▶ [EXTRACT TO READ]:
(begin)
However, at no time may the amount of land tentatively selected 
exceed 275,000 acres. Paragraph (2) provides that the 
University may select lands which have been selected by, but 
not conveyed to, the State of Alaska or Alaska Native 
corporations. However, such lands may be conveyed to the 
University only if the State or Native corporation first 
relinquishes its selection. Paragraph (3) prohibits the 
University from selecting lands within Conservation System 
Units (CSUs), as defined in the Alaska National Interest Lands 
Conservation Act (ANILCA), or within the Tongass National 
Forest. However, the University may select lands classified as 
LUD III or LUD IV by the United States Forest Service in areas 
of second growth timber where timber harvest occurred after 
January 1, 1952. Paragraph (4) permits the University to make 
selections within the National Petroleum Reserve-Alaska (NPRA), 
except as provided in subparagraphs (A)-(C). Subparagraph (A)
(end)
▶ [RECORDED INFORMATION]:
(begin)
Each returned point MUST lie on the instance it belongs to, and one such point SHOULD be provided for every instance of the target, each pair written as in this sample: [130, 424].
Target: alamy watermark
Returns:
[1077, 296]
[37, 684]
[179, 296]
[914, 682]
(end)
▶ [WHAT TO WORK ON]:
Answer these questions from the passage on University land selection in Alaska:
1. What is the most land, in acres, that may be tentatively selected at any time?
2. What must the State or a Native corporation do first before lands it selected can be conveyed to the University?
3. After what date must timber harvest have occurred in the second growth areas classified as LUD III or LUD IV that the University may select?

▶ [WRITTEN ANSWER]:
1. 275,000 acres.
2. Relinquish its selection.
3. January 1, 1952.